[A block of data]
-- START --
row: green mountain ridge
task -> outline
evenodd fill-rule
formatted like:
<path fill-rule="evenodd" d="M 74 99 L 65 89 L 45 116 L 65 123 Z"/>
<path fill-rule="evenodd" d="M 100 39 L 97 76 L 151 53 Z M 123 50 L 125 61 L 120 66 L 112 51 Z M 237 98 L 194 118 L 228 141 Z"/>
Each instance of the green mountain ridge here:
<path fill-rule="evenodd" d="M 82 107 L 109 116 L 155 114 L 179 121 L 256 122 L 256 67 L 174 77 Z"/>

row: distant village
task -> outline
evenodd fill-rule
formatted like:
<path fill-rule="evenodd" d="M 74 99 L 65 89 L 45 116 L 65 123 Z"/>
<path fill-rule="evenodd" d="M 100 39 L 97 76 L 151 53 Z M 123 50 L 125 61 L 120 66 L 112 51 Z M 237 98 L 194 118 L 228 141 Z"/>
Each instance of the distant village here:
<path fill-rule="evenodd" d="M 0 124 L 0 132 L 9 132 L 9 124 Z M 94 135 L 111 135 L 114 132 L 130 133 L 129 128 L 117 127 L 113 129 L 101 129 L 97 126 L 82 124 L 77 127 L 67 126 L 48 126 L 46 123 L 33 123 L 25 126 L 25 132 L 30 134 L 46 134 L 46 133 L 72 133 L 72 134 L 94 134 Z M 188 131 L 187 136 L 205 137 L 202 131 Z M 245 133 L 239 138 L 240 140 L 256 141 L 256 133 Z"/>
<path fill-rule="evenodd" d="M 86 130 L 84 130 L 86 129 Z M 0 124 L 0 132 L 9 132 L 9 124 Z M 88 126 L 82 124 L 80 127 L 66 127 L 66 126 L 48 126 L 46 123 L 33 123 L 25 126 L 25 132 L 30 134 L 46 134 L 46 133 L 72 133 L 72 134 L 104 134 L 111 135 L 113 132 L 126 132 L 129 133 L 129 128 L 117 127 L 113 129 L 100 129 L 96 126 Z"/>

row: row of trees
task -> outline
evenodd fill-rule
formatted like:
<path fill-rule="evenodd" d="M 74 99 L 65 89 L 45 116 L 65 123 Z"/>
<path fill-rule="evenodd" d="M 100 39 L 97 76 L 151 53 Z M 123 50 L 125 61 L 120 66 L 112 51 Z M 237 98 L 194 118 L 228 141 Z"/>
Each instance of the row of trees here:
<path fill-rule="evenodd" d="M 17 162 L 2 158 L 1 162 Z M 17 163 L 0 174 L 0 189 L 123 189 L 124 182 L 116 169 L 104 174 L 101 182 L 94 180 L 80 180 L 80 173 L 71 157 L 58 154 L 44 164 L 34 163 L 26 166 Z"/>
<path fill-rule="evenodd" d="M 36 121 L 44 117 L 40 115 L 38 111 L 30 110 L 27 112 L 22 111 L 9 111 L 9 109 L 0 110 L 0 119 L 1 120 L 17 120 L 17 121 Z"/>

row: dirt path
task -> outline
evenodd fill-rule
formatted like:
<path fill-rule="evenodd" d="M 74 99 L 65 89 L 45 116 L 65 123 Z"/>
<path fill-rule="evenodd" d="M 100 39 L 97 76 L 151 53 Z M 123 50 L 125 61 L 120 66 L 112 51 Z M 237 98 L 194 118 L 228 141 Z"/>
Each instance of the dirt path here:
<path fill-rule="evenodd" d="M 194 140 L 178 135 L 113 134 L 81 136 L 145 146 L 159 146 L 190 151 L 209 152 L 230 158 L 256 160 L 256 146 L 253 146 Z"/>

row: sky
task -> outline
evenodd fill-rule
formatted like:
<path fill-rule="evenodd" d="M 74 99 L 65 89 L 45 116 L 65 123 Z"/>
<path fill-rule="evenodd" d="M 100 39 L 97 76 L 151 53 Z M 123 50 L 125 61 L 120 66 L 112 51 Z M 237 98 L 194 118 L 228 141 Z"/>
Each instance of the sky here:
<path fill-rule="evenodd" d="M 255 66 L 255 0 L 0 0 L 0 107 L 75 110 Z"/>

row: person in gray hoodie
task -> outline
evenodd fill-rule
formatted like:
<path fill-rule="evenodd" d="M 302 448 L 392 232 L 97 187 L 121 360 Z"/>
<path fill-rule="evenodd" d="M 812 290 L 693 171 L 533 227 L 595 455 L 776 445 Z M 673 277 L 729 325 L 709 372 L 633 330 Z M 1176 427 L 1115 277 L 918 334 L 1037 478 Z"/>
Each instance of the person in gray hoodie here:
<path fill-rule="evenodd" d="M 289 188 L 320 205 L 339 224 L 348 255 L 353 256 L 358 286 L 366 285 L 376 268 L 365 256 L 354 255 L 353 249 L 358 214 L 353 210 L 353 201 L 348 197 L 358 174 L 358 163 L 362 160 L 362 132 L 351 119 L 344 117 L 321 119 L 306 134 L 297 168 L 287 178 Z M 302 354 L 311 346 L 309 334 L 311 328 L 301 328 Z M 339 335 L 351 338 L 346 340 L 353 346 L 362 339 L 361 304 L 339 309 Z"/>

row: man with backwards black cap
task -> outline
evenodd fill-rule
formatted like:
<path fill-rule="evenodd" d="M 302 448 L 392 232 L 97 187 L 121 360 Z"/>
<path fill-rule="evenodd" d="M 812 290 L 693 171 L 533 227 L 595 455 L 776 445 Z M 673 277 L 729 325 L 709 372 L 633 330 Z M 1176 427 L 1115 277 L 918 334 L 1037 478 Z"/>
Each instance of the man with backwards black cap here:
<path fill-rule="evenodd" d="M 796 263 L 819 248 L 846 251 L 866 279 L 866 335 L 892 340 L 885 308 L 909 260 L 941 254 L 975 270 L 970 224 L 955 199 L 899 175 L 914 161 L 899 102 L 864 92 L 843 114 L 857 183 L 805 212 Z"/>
-- END --
- **WRITTEN INSTRUCTION**: Lay out every line of the listing above as a Markdown table with the columns "Row" and "Line," numbering the rows in order and skipping blank lines.

- **WRITTEN ANSWER**:
| Row | Line |
|---|---|
| 1 | row: green mountain ridge |
| 2 | task -> outline |
| 3 | evenodd fill-rule |
| 4 | formatted like: |
| 5 | <path fill-rule="evenodd" d="M 74 99 L 65 89 L 45 116 L 65 123 Z"/> |
| 6 | <path fill-rule="evenodd" d="M 100 39 L 97 76 L 151 53 Z M 123 50 L 125 61 L 120 66 L 112 51 Z M 237 98 L 194 118 L 228 141 Z"/> |
| 7 | Each instance of the green mountain ridge here: |
| 8 | <path fill-rule="evenodd" d="M 82 107 L 109 116 L 155 114 L 179 121 L 256 122 L 256 67 L 174 77 Z"/> |
| 9 | row: distant village |
| 10 | task -> outline |
| 11 | evenodd fill-rule |
| 12 | formatted like: |
| 13 | <path fill-rule="evenodd" d="M 74 99 L 65 89 L 45 116 L 65 123 Z"/> |
| 14 | <path fill-rule="evenodd" d="M 100 39 L 97 76 L 151 53 Z M 123 50 L 125 61 L 120 66 L 112 51 Z M 237 98 L 194 118 L 228 141 Z"/> |
| 15 | Each instance of the distant village here: |
| 16 | <path fill-rule="evenodd" d="M 0 124 L 0 132 L 9 132 L 9 124 Z M 94 135 L 111 135 L 114 132 L 130 133 L 129 128 L 117 127 L 113 129 L 101 129 L 97 126 L 82 124 L 77 127 L 67 126 L 48 126 L 46 123 L 33 123 L 25 126 L 25 132 L 30 134 L 46 134 L 46 133 L 72 133 L 72 134 L 94 134 Z M 188 131 L 187 136 L 205 137 L 202 131 Z M 245 133 L 239 138 L 240 140 L 256 141 L 256 133 Z"/> |
| 17 | <path fill-rule="evenodd" d="M 86 130 L 84 130 L 86 129 Z M 0 124 L 0 132 L 9 132 L 9 124 Z M 88 126 L 82 124 L 80 127 L 66 127 L 66 126 L 48 126 L 46 123 L 33 123 L 25 126 L 25 132 L 30 134 L 46 134 L 46 133 L 72 133 L 72 134 L 104 134 L 111 135 L 113 132 L 126 132 L 129 133 L 129 128 L 117 127 L 113 129 L 100 129 L 96 126 Z"/> |
| 18 | row: row of trees |
| 19 | task -> outline |
| 20 | evenodd fill-rule |
| 21 | formatted like: |
| 22 | <path fill-rule="evenodd" d="M 74 99 L 65 89 L 45 116 L 65 123 Z"/> |
| 23 | <path fill-rule="evenodd" d="M 100 39 L 97 76 L 151 53 Z M 123 50 L 125 61 L 120 66 L 112 51 Z M 237 98 L 194 118 L 228 141 Z"/> |
| 24 | Each instance of the row of trees here: |
| 25 | <path fill-rule="evenodd" d="M 17 162 L 2 158 L 1 162 Z M 17 163 L 0 174 L 0 189 L 123 189 L 124 182 L 116 169 L 104 174 L 101 182 L 94 180 L 80 180 L 80 173 L 71 157 L 58 154 L 44 164 L 34 163 L 26 166 Z"/> |
| 26 | <path fill-rule="evenodd" d="M 36 121 L 44 117 L 40 115 L 38 111 L 30 110 L 27 112 L 22 111 L 9 111 L 9 109 L 0 110 L 0 119 L 1 120 L 17 120 L 17 121 Z"/> |
| 27 | row: dirt path |
| 28 | task -> outline |
| 29 | evenodd fill-rule |
| 30 | formatted like: |
| 31 | <path fill-rule="evenodd" d="M 74 99 L 65 89 L 45 116 L 65 123 Z"/> |
| 32 | <path fill-rule="evenodd" d="M 100 39 L 97 76 L 151 53 Z M 123 50 L 125 61 L 120 66 L 112 51 Z M 237 98 L 194 118 L 228 141 Z"/> |
| 33 | Each instance of the dirt path here: |
| 34 | <path fill-rule="evenodd" d="M 194 140 L 178 135 L 113 134 L 81 136 L 145 146 L 159 146 L 190 151 L 209 152 L 230 158 L 256 160 L 256 146 L 253 146 Z"/> |
| 35 | row: sky |
| 36 | task -> outline |
| 37 | evenodd fill-rule |
| 38 | formatted like: |
| 39 | <path fill-rule="evenodd" d="M 74 99 L 65 89 L 45 116 L 65 123 Z"/> |
| 40 | <path fill-rule="evenodd" d="M 100 39 L 97 76 L 151 53 Z M 123 50 L 125 61 L 120 66 L 112 51 Z M 237 98 L 194 118 L 228 141 Z"/> |
| 41 | Each instance of the sky here: |
| 42 | <path fill-rule="evenodd" d="M 255 66 L 255 0 L 0 0 L 0 107 L 75 110 Z"/> |
| 43 | row: person in gray hoodie |
| 44 | task -> outline |
| 45 | evenodd fill-rule |
| 46 | formatted like: |
| 47 | <path fill-rule="evenodd" d="M 302 448 L 392 232 L 97 187 L 121 360 Z"/> |
| 48 | <path fill-rule="evenodd" d="M 812 290 L 693 171 L 533 227 L 595 455 L 776 445 Z M 673 277 L 729 325 L 709 372 L 633 330 Z M 1176 427 L 1115 277 L 918 334 L 1037 478 Z"/> |
| 49 | Each instance of the person in gray hoodie here: |
| 50 | <path fill-rule="evenodd" d="M 289 188 L 320 205 L 339 224 L 348 255 L 353 256 L 358 286 L 366 285 L 376 268 L 365 256 L 354 255 L 353 249 L 358 214 L 353 210 L 353 201 L 348 197 L 358 174 L 358 163 L 362 160 L 362 132 L 351 119 L 344 117 L 321 119 L 306 134 L 297 168 L 287 178 Z M 302 354 L 311 346 L 309 334 L 311 328 L 301 328 Z M 339 335 L 351 338 L 346 340 L 353 346 L 362 339 L 361 304 L 339 309 Z"/> |
| 51 | row: man with backwards black cap |
| 52 | task -> outline |
| 53 | evenodd fill-rule |
| 54 | formatted like: |
| 55 | <path fill-rule="evenodd" d="M 302 448 L 392 232 L 97 187 L 121 360 Z"/> |
| 56 | <path fill-rule="evenodd" d="M 812 290 L 693 171 L 533 227 L 595 455 L 776 445 Z M 673 277 L 729 325 L 709 372 L 633 330 Z M 1176 427 L 1115 277 L 918 334 L 1037 478 Z"/> |
| 57 | Each instance of the man with backwards black cap here: |
| 58 | <path fill-rule="evenodd" d="M 796 263 L 819 248 L 846 251 L 866 279 L 866 335 L 892 340 L 885 308 L 909 260 L 941 254 L 975 270 L 970 224 L 955 199 L 899 175 L 914 161 L 899 102 L 864 92 L 843 114 L 857 183 L 805 212 Z"/> |